WRITTEN INSTRUCTION 1 –
Answer these questions from the text on losses among retail traders in India:
(a) What was the average net loss per person in FY24 among the nearly 7.3 million individual traders who lost money?
(b) What amount does daily turnover in the F&O segment often exceed?
(c) What percentage of FPI profits came from algorithmic trading?
WRITTEN INSTRUCTION 2 – Put the records, from their start through the line containing "M278 1L1 1L0 93L199 90L279 107Z", into a numbered list. Omit blank lines and the pictures.

DOCUMENT TEXT –
The Take: Speculation Sahi Nahi Hai

There are several reasons why people gamble, they could range from the classic rush that one gets, combined with the skill if elevated skills are involved.

And then, many gamble or speculate to make money.

There may be some distinctions between gambling and speculation but it is quite clear that for millions of Indians, it is more the former than the latter.

After all, the essential principle is that you bet a small amount on something that could become bigger, whether in the stock market or crypto or some gaming app.

It's turning out that those small bets are running into hundreds of thousands of crores.

The aggregate losses of 11.3 million individual traders exceeded Rs 180,000 crore over the three-year period between FY22 and FY24.

In FY24 alone, individuals incurred about Rs 75,000 crore in net losses.

In FY24, nearly 7.3 million individual traders lost money, with an average net loss of Rs 1.2 lakh per person, inclusive of transaction costs.

In contrast, foreign portfolio investors (FPIs) and proprietary traders booked gross trading profits of Rs 28,000 crore and Rs 33,000 crore, respectively, in FY24, says a new Securities & Exchange Board of India study.

It is also quite clear that there are winners here but they are the big guys who make the money while the small guy loses it, almost consistently.

Moreover, the almost sad part of the story is that algo traders, or those who use algorithms powered by high end computers for trading—took the larger share of the pie.

“Most of the profits were generated by larger entities that used trading algorithms, with 97 percent of FPI profits and 96 per cent of proprietary trader profits coming from algorithmic trading,” pointed out the Sebi report.

In all, 93 per cent of retail traders in derivatives trading incurred an average loss of Rs 2 lakh per trader during the last three financial years.

Daily turnover in the F&O segment often exceeds Rs 500 trillion.

Sebi has now proposed several measures aimed at curbing retail participation and speculation and are likely to figure and get pushed through in an upcoming board meeting this month, says a Business Standard report.

The report also says that despite consecutive years of losses, more than three-fourths of the loss-making traders continued their activity in F&O.

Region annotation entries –
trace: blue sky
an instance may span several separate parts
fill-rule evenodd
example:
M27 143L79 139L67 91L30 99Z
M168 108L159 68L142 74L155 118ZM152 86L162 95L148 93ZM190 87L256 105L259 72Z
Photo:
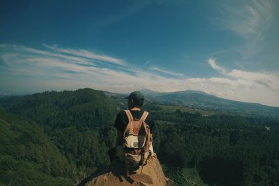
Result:
M278 1L1 1L0 93L199 90L279 107Z

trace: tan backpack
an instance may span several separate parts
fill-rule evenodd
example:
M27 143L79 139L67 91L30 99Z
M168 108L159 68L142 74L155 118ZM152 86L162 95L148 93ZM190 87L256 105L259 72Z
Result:
M140 119L134 118L130 110L125 110L129 120L123 133L123 155L126 167L142 166L151 155L150 128L145 123L149 113L144 111Z

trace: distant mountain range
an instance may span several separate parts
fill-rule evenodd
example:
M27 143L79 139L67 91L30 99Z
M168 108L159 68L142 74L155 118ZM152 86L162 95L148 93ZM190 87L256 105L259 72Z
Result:
M220 98L199 91L159 93L149 89L140 91L147 100L167 104L202 107L210 110L278 117L279 107Z
M85 88L86 90L92 90ZM156 102L163 104L183 105L186 107L198 107L204 109L217 111L232 112L237 114L254 115L278 118L279 107L262 105L258 103L248 103L239 101L229 100L217 96L207 94L199 91L188 90L169 93L156 92L150 89L142 89L140 91L148 101ZM103 91L112 100L121 104L120 109L126 107L123 100L126 94L119 94ZM5 96L5 97L7 97ZM1 98L1 96L0 96ZM1 101L3 104L3 100ZM123 108L122 108L123 107Z

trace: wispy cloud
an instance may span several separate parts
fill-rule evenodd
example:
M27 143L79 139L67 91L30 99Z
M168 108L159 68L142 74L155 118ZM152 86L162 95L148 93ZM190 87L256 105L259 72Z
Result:
M214 59L209 59L207 61L207 63L209 63L209 64L215 70L216 70L217 71L222 72L222 73L225 73L226 70L225 70L224 68L220 67L219 65L217 65L216 61L215 61Z
M158 67L151 67L150 68L151 70L155 70L155 71L158 71L164 74L167 74L167 75L172 75L172 76L179 76L179 77L183 77L183 75L181 73L176 73L169 70L163 70L161 69L160 68Z
M259 39L273 22L274 5L272 0L255 0L227 8L224 26L246 39Z
M243 63L245 62L247 65L255 66L255 59L269 46L266 38L269 29L275 22L278 12L276 8L278 5L278 1L274 0L225 1L218 3L220 15L220 17L212 18L212 23L222 31L234 33L240 41L238 46L233 46L229 49L230 53L226 54L229 55L234 53L235 56L240 56ZM258 64L262 63L259 61Z
M1 45L0 90L41 91L90 87L124 93L142 88L192 89L224 98L279 106L278 74L228 70L210 58L207 63L221 77L191 78L159 67L141 68L118 63L124 61L109 55L98 54L103 57L100 61L99 56L91 56L94 52L90 52L89 56L83 51L56 46L38 49Z
M97 54L95 52L89 52L84 49L72 49L57 47L55 46L50 46L47 45L43 45L47 48L51 49L54 52L65 54L67 55L71 55L82 58L86 58L89 59L97 60L103 62L112 63L120 65L124 65L124 62L121 59L111 57L109 56Z

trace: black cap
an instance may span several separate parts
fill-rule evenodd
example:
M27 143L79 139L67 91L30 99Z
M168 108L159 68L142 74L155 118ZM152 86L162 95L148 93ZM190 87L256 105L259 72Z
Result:
M137 106L142 106L144 101L144 95L140 91L131 93L126 99L133 100L134 104Z

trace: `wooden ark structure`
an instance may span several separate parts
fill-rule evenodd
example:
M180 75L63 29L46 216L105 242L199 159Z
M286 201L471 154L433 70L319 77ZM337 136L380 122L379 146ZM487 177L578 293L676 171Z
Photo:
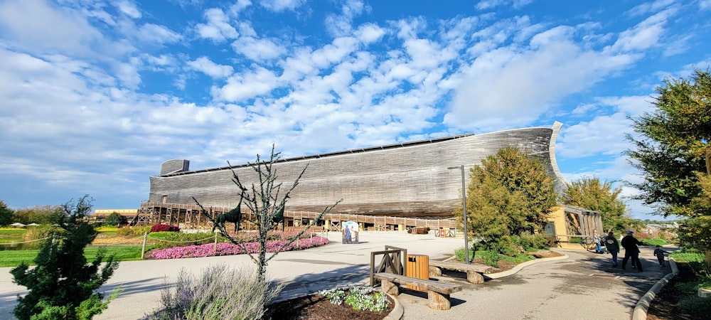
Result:
M282 159L272 168L279 181L291 186L309 165L287 203L285 216L291 224L315 217L343 198L325 220L358 220L365 228L380 223L454 228L453 210L461 206L459 166L469 172L501 148L518 147L540 159L557 181L557 191L562 190L565 182L558 171L555 149L561 127L556 122L552 127L462 134ZM206 219L197 214L193 197L218 212L237 206L239 191L231 180L230 167L191 170L189 164L186 159L163 163L160 174L150 177L149 200L141 204L137 220L143 217L151 223L205 225ZM453 166L456 169L448 169ZM245 186L258 184L249 165L232 166L232 169ZM388 223L386 217L398 220Z

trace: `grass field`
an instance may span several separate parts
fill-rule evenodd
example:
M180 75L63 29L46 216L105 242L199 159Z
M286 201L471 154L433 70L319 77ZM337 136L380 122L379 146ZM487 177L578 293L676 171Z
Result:
M0 229L0 243L23 241L25 232L24 229Z
M96 257L96 254L99 251L100 247L92 246L86 248L84 250L84 256L89 261L93 261ZM113 255L114 260L115 261L141 260L140 245L107 245L103 247L107 249L105 256L108 257ZM146 250L149 249L150 247L146 247ZM0 267L17 267L22 262L25 262L26 265L34 265L35 262L33 260L39 252L40 250L38 250L2 251L2 255L0 255Z

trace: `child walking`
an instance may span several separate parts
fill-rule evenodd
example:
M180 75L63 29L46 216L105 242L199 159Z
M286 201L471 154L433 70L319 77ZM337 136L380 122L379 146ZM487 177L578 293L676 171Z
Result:
M656 249L654 249L654 255L657 256L657 260L659 261L659 267L664 267L664 254L669 253L668 251L664 251L662 249L662 246L657 245Z

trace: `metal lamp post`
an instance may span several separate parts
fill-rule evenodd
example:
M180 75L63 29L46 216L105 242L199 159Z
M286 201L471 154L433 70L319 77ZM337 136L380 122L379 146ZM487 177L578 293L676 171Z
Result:
M469 233L466 232L466 189L464 184L464 165L459 166L449 166L448 169L459 169L461 170L461 213L464 217L464 262L469 262Z

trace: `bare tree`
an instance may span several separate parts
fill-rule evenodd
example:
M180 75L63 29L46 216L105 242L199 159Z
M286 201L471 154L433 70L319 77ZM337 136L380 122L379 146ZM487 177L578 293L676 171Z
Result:
M253 223L257 226L259 232L258 241L260 243L260 251L257 255L249 252L245 246L244 242L240 241L235 237L230 235L225 228L224 224L217 223L216 217L213 214L212 208L210 210L205 210L202 205L194 197L193 200L195 203L202 209L201 212L203 215L207 217L208 220L212 221L214 225L216 225L218 229L219 229L220 233L223 237L228 239L228 241L235 244L236 245L240 245L242 247L245 252L250 255L252 260L257 264L257 272L259 279L261 282L265 281L264 274L267 272L267 264L269 260L273 259L277 254L281 252L284 248L288 247L291 244L294 243L295 241L299 240L299 238L306 233L309 228L313 225L314 222L318 221L319 220L324 218L324 215L331 211L336 206L337 206L343 199L338 200L333 206L327 206L324 209L323 211L313 220L314 222L309 223L308 225L304 226L304 229L301 230L298 234L294 235L293 238L289 240L289 241L284 245L278 248L274 252L272 252L270 255L267 257L267 233L269 230L275 229L279 223L284 223L284 208L287 205L287 200L290 198L292 191L293 191L296 186L299 185L299 181L301 179L304 173L306 172L306 169L309 167L307 164L301 170L301 172L299 174L294 181L294 183L284 193L282 193L282 186L281 182L277 181L277 170L272 168L272 166L276 163L280 157L281 152L274 152L274 147L272 146L272 154L268 161L262 161L260 158L260 155L257 155L257 161L255 163L247 162L247 164L255 170L257 173L258 178L258 184L252 183L251 186L245 186L240 181L240 177L237 176L237 173L232 167L232 164L228 162L228 165L230 166L230 169L232 171L232 181L237 185L240 188L241 201L240 205L237 205L239 208L242 203L247 206L249 210L254 213L252 217L247 218L247 220ZM247 215L244 215L243 216L247 216ZM236 229L236 228L235 228ZM235 233L237 230L235 230Z

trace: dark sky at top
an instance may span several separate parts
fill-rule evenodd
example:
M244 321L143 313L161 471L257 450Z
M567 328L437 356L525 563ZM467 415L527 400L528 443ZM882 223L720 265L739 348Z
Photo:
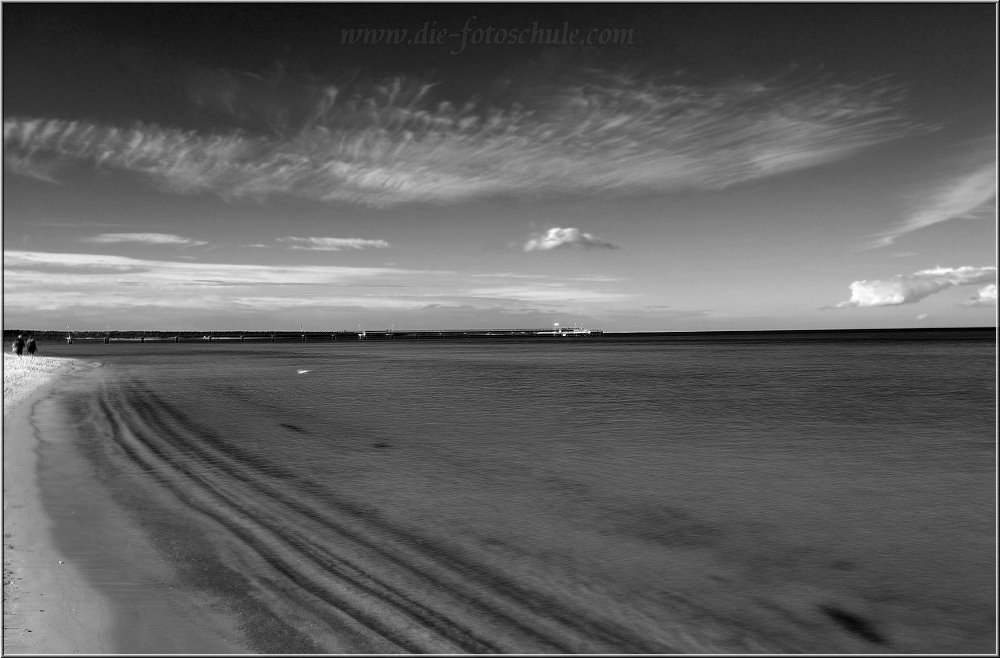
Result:
M914 101L954 111L990 94L988 4L7 4L4 113L115 121L194 122L178 87L192 70L329 80L351 71L377 79L423 75L451 96L482 92L494 76L551 73L547 58L627 67L643 75L683 71L707 81L836 71L846 79L889 71ZM473 27L632 28L630 46L363 46L343 29L425 23ZM436 21L436 23L435 23ZM551 68L551 67L550 67ZM946 93L942 94L942 90ZM124 93L123 93L124 92Z

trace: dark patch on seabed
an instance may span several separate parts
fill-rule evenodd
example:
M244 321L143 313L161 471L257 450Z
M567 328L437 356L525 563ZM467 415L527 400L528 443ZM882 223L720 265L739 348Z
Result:
M833 605L821 605L820 609L835 622L855 635L875 644L886 644L887 640L872 628L871 623L867 620Z

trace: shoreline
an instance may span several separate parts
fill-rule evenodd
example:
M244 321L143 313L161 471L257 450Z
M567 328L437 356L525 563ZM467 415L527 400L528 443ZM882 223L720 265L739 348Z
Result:
M235 624L171 586L172 567L46 411L85 368L4 354L4 654L247 653Z

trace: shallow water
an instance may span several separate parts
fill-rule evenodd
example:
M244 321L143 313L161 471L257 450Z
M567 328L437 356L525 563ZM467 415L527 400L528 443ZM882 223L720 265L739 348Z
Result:
M46 404L256 650L989 652L970 336L51 346Z

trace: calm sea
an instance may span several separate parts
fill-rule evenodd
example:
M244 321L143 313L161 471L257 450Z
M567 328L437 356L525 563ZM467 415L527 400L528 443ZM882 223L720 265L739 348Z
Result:
M994 332L43 348L256 650L995 649Z

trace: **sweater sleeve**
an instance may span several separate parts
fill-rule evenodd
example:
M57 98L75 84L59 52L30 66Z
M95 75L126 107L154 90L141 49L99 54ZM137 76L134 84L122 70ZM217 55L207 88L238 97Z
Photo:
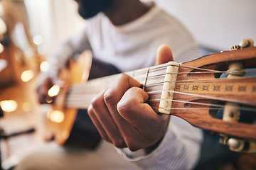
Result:
M131 152L125 148L117 151L143 169L191 169L200 157L202 140L201 130L172 116L164 139L149 154L143 149Z

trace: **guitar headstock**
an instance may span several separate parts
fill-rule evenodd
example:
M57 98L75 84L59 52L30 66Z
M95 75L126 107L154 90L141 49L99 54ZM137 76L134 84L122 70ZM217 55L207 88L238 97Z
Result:
M252 40L181 63L170 114L220 135L232 150L256 152L255 68Z

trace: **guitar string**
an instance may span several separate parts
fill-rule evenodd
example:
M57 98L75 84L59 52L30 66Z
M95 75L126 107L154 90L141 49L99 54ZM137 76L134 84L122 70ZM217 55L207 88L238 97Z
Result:
M93 96L93 95L92 95L92 96ZM209 96L208 96L208 97L209 97ZM210 97L209 97L209 98L212 98ZM90 99L92 98L83 98L82 96L82 98L75 97L75 98L75 98L75 100L72 101L72 98L69 98L68 103L70 104L70 105L75 105L76 104L76 105L80 105L80 105L82 105L82 104L85 103L84 102L84 101L85 101L85 100L87 100L87 101L90 100ZM151 100L149 100L148 101L150 102L150 101L160 101L160 100L161 100L161 99L151 99ZM190 104L197 104L197 105L201 105L201 106L218 107L218 108L221 108L221 107L225 106L224 105L213 104L213 103L209 104L209 103L200 103L200 102L191 102L191 101L178 101L178 100L173 100L173 99L164 99L164 100L166 100L166 101L171 101L173 102L180 102L180 103L190 103ZM78 101L79 103L78 103ZM223 101L227 101L225 99L224 99ZM240 102L236 102L236 103L240 103ZM245 103L245 104L250 105L248 103ZM254 106L254 105L252 105L252 106ZM206 109L206 108L188 108L188 109L198 109L198 108ZM249 108L249 107L241 107L240 106L239 108L241 109L241 110L244 110L256 112L256 109L253 109L253 108ZM170 109L170 108L165 108L165 109ZM171 109L188 109L188 108L171 108ZM215 108L207 108L207 109L215 109ZM217 108L217 109L219 109L219 108Z

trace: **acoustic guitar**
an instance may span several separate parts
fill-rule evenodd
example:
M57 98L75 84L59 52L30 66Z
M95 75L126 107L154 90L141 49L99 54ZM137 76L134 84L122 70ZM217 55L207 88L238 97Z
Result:
M245 40L230 51L125 74L142 84L149 96L147 103L156 113L178 116L195 127L213 132L222 136L221 142L232 150L255 152L255 122L239 120L255 118L256 76L250 75L256 72L255 67L256 47L251 40ZM78 74L75 73L69 77ZM222 77L223 74L227 76ZM118 76L66 83L48 114L55 122L52 128L58 144L68 139L77 109L87 108L92 98Z

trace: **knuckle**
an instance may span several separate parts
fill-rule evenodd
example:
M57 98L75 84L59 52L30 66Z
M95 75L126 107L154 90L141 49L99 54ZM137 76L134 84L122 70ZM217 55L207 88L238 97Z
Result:
M127 147L127 144L122 139L112 142L113 144L117 148Z

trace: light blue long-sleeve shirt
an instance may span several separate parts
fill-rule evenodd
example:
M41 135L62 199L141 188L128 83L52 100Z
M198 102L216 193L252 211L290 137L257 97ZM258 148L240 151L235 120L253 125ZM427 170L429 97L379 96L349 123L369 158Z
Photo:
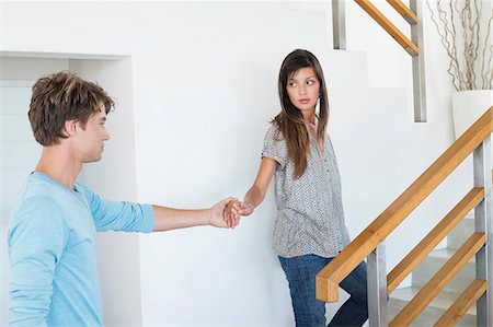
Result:
M10 325L102 326L95 232L151 232L150 205L101 199L43 173L28 176L11 214Z

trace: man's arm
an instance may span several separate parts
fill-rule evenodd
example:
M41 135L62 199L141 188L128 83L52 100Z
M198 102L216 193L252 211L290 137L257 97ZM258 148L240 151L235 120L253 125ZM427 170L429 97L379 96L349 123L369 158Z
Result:
M222 213L226 206L232 200L237 199L227 198L214 205L209 209L198 210L181 210L154 205L152 206L156 215L153 231L170 231L200 225L228 227L222 218ZM237 224L238 221L236 221L231 227L234 227Z
M27 200L12 221L8 242L10 326L46 326L55 266L66 243L59 207L47 198Z

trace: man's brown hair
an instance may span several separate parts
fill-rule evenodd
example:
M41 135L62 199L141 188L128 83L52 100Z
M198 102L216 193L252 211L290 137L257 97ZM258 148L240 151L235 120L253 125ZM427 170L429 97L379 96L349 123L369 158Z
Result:
M36 141L45 147L66 139L65 121L77 120L85 128L89 117L104 106L106 114L113 100L95 83L69 71L60 71L39 79L33 85L30 121Z

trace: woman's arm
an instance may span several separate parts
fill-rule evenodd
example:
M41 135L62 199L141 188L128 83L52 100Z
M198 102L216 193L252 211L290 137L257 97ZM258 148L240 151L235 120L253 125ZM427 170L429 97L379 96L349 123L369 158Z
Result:
M234 200L237 199L227 198L214 205L209 209L198 210L182 210L154 205L152 206L156 215L153 231L170 231L199 225L228 227L226 221L222 218L222 214L225 212L226 205ZM238 224L238 222L236 224ZM234 227L236 224L232 223L231 225L229 225L229 227Z
M231 201L225 211L225 221L228 226L238 224L239 215L250 215L262 203L276 171L277 162L271 157L262 157L259 173L252 187L244 195L243 201Z

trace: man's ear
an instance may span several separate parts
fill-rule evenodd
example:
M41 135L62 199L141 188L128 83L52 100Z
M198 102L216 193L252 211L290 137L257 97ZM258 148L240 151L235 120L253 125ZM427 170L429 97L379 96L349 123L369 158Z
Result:
M64 126L67 137L73 137L77 133L77 120L66 120Z

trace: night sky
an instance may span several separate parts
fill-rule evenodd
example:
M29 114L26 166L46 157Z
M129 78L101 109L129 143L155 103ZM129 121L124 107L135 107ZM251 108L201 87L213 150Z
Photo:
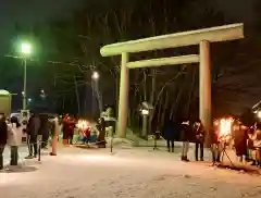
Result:
M261 8L259 7L259 1L260 0L209 0L209 3L206 4L206 7L222 12L227 22L244 22L248 28L248 32L254 37L254 35L259 35L260 30L259 18L261 14L259 13L261 13ZM34 24L45 24L52 20L64 20L66 17L70 17L75 10L80 9L83 2L84 0L1 0L1 54L4 55L9 52L9 46L15 36L14 28L16 23L29 28ZM7 59L2 61L2 64L8 64ZM10 60L9 64L14 64L14 61ZM17 64L17 62L15 64ZM260 72L261 71L259 70L258 73L260 74ZM40 76L40 74L35 74L33 78L30 76L32 79L29 81L34 82L39 77L38 75ZM229 77L229 79L224 81L234 81L241 83L249 82L252 81L252 76L254 75L257 76L257 70L254 70L253 73L249 73L248 75L234 76L233 79ZM16 79L22 81L21 76L18 76ZM18 91L18 87L20 85L13 89L15 89L15 91ZM261 99L261 86L258 81L254 83L253 87L249 88L252 92L254 92L254 96L241 95L240 100L235 101L234 104L232 104L234 110L239 110L240 108L252 106Z

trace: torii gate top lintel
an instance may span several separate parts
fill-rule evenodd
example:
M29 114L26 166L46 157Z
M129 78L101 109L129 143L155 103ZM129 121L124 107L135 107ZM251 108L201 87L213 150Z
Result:
M211 28L188 30L126 42L104 46L100 49L102 57L120 55L122 52L142 52L198 45L202 40L210 42L228 41L244 38L244 24L223 25Z

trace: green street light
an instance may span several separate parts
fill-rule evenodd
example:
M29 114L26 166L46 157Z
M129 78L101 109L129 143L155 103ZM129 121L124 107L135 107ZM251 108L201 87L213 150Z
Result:
M23 110L26 110L26 84L27 84L27 61L26 58L32 53L32 46L28 42L22 42L21 44L21 52L23 53L23 64L24 64L24 90L23 90ZM28 102L30 102L30 99L28 99Z
M32 49L30 49L30 45L29 45L29 44L23 42L21 47L22 47L22 48L21 48L22 53L24 53L24 54L30 54Z

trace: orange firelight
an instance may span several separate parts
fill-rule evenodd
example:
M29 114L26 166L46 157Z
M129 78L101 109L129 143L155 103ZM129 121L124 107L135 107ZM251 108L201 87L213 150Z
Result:
M88 121L85 120L78 120L77 124L76 124L77 128L82 129L82 131L86 131L87 128L90 127L90 124Z
M219 125L219 137L227 139L232 135L233 119L221 119Z

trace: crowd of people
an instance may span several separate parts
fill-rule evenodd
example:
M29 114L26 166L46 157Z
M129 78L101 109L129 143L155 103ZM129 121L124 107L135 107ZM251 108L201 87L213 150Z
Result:
M183 141L182 161L188 162L189 143L195 143L195 160L203 161L206 133L201 122L182 122L175 124L169 122L164 128L164 138L169 152L174 152L174 141ZM232 131L222 134L219 124L213 124L212 132L212 162L221 162L221 154L226 148L234 148L239 162L250 162L252 165L261 165L261 123L251 127L245 126L239 121L233 121Z
M3 151L7 146L11 150L10 165L17 165L18 147L22 145L24 134L26 134L28 146L26 159L37 158L39 149L47 149L50 137L52 139L50 156L57 156L55 145L59 141L60 132L62 132L63 145L73 145L76 123L76 119L69 114L65 114L63 117L55 116L50 119L47 114L32 113L26 127L23 128L16 116L9 120L3 113L0 113L0 170L3 169ZM105 148L105 123L103 117L99 119L96 128L98 135L95 144L99 148ZM90 141L91 128L82 128L79 131L84 137L84 143L88 144Z

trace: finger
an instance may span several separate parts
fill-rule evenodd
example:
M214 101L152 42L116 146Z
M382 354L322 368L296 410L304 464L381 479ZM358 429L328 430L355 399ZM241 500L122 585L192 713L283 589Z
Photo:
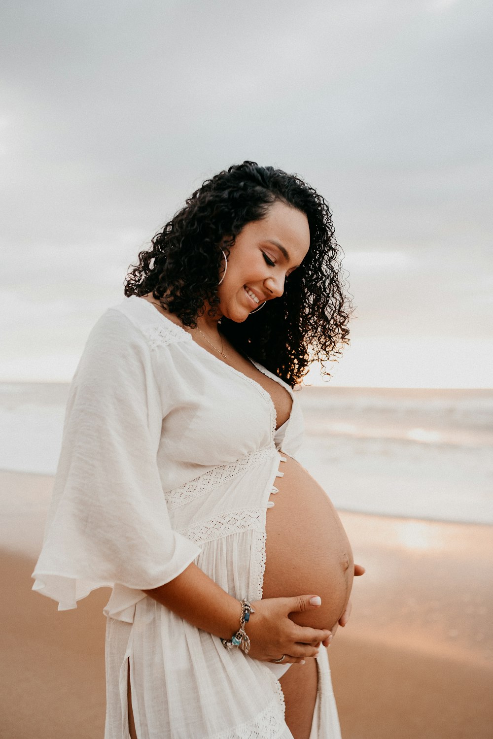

TASK RESULT 1 –
(a) Rs 1.2 lakh, inclusive of transaction costs.
(b) Rs 500 trillion.
(c) 97 percent.

TASK RESULT 2 –
1. trace: blue sky
2. an instance may span several separate parts
3. fill-rule evenodd
4. example:
5. M27 143L79 139L67 91L30 99Z
6. M168 108L159 68L142 74L155 118ZM152 86L162 95L148 93ZM190 87L256 105L259 72Z
7. Photo:
8. Result:
9. M278 1L1 1L0 93L199 90L279 107Z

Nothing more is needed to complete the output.